Format the lines below as a JSON list of strings, one string per line, leaving out any blank lines.

[Records from a data collection]
■ ■ ■ ■
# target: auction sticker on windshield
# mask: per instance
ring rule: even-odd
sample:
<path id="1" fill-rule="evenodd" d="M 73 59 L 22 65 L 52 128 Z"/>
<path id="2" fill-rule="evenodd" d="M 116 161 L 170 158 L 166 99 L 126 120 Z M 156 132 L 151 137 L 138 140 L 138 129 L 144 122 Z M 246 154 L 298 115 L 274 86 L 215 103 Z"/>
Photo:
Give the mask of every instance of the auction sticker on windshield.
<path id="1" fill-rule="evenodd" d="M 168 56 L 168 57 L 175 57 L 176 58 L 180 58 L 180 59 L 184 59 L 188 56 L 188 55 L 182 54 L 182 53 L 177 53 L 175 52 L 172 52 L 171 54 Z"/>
■ ■ ■ ■
**SOLUTION TO THE EXERCISE:**
[
  "# target: auction sticker on windshield",
  "# mask: per instance",
  "ring rule: even-odd",
  "sample:",
  "<path id=\"1\" fill-rule=\"evenodd\" d=\"M 73 59 L 22 65 L 52 128 Z\"/>",
  "<path id=\"2\" fill-rule=\"evenodd\" d=\"M 116 161 L 170 158 L 166 99 L 126 120 Z M 156 132 L 151 137 L 138 140 L 138 129 L 144 122 Z M 246 154 L 298 115 L 274 86 L 215 103 Z\"/>",
  "Photo:",
  "Give the mask of every instance of the auction sticker on windshield.",
  "<path id=\"1\" fill-rule=\"evenodd\" d=\"M 168 56 L 168 57 L 175 57 L 176 58 L 180 58 L 180 59 L 184 59 L 188 56 L 188 55 L 182 54 L 182 53 L 177 53 L 175 52 L 172 52 L 171 54 Z\"/>"
]